# Passage given:
***

# Newbie



## SpursUpSmoker (Sep 13, 2019)

Hello Everyone!  Thanks for the opportunity to join the smoking community!


----------



## SmokinVOLfan (Sep 13, 2019)

Welcome from East TN. Glad to have you join the fun


----------



## creek bottom (Sep 13, 2019)

Welcome from NW PA! Great place with lots of great people and lots of great info...


----------



## knifebld (Sep 13, 2019)

Welcome from Valleyfield, QC!


----------



## JC in GB (Sep 13, 2019)

Welcome from Wisconsin.


----------



## 6GRILLZNTN (Sep 13, 2019)

Welcome from Middle TN!


----------



## kruizer (Sep 13, 2019)

Welcome to SMF from Minnesota.

***

# Problem a:
Locate each line among the entries below that contains the word "forest", and copy every such line.

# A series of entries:
***

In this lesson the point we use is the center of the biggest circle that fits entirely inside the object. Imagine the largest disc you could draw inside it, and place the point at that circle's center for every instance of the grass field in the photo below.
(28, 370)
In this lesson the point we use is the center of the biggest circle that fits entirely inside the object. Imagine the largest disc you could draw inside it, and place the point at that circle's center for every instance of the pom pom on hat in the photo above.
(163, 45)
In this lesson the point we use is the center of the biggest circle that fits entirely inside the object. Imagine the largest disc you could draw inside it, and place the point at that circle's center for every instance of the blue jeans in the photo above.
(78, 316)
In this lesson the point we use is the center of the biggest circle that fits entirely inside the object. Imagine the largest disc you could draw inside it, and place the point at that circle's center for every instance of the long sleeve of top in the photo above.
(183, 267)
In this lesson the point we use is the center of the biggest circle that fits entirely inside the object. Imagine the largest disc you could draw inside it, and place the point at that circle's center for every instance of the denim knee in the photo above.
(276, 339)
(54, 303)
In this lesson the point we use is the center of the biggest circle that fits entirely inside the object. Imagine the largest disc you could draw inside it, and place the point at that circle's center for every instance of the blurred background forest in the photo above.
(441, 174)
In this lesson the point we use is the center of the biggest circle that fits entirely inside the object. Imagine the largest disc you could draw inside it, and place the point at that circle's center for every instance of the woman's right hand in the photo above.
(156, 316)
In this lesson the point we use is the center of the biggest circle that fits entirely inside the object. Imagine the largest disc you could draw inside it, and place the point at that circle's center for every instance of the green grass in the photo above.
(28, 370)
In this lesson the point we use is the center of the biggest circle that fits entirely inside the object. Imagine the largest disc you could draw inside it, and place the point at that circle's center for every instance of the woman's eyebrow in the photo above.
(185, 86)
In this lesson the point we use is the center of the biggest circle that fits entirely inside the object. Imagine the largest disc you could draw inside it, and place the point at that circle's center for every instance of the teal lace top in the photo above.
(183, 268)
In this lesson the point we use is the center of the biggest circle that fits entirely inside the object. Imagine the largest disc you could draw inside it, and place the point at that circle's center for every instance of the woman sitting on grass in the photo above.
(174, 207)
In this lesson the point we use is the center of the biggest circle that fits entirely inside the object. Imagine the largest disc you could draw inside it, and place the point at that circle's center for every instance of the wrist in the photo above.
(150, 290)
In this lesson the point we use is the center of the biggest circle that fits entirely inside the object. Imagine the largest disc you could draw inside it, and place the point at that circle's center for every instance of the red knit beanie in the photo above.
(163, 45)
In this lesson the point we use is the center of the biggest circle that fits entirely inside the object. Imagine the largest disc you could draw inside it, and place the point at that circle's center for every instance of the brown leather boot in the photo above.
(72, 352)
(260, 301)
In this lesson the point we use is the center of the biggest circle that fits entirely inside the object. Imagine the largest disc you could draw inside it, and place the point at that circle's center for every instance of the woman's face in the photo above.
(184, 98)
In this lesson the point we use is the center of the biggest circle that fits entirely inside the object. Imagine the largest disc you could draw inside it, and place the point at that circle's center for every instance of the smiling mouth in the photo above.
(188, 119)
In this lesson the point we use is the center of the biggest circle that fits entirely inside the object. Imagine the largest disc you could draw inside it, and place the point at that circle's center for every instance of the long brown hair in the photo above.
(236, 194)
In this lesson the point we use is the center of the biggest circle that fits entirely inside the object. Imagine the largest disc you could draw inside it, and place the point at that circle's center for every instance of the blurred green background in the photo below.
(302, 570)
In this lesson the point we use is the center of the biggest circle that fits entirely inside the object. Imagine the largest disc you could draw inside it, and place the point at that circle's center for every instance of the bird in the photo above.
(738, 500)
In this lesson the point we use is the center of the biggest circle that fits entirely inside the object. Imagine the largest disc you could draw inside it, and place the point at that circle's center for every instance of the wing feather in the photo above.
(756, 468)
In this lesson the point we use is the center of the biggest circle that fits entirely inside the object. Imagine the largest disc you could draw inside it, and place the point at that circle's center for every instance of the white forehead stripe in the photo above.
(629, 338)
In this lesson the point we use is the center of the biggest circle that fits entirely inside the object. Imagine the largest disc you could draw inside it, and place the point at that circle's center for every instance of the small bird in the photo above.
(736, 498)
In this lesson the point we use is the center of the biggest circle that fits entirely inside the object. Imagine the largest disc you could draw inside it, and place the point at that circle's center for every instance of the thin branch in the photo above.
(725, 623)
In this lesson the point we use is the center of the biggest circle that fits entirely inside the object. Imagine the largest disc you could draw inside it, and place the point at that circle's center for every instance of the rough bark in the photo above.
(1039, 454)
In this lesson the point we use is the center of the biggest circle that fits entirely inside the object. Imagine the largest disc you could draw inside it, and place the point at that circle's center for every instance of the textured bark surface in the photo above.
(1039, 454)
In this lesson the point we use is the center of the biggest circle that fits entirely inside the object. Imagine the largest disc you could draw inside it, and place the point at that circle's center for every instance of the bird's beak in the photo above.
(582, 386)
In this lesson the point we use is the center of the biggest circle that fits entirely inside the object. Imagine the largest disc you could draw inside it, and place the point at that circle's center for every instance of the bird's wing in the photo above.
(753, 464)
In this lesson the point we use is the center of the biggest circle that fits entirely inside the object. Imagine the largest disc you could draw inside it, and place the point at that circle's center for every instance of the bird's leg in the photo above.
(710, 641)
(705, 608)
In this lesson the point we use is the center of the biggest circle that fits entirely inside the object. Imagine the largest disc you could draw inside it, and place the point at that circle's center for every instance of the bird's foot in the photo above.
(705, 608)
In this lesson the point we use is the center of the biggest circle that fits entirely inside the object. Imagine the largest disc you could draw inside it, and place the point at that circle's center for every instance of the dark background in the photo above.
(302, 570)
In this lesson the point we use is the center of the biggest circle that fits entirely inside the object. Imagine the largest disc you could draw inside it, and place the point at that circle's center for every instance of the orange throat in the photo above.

***

# Problem b:
Continue the forum thread welcoming a new member to the smoking community, starting after its final reply.

# Output a:
In this lesson the point we use is the center of the biggest circle that fits entirely inside the object. Imagine the largest disc you could draw inside it, and place the point at that circle's center for every instance of the blurred background forest in the photo above.

# Output b:
----------



## smokerjim (Sep 13, 2019)

welcome from northeast pa


----------



## gmc2003 (Sep 14, 2019)

Welcome to the fun, glad to have ya join up.

Chris


----------



## Winterrider (Sep 14, 2019)

Welcome, you joined the most knowledgeable people in the smoking field. I have learned a lot in a short amount of time.
Have questions, this is your crew. Oh, they (we) love pictures of smokes/cooks...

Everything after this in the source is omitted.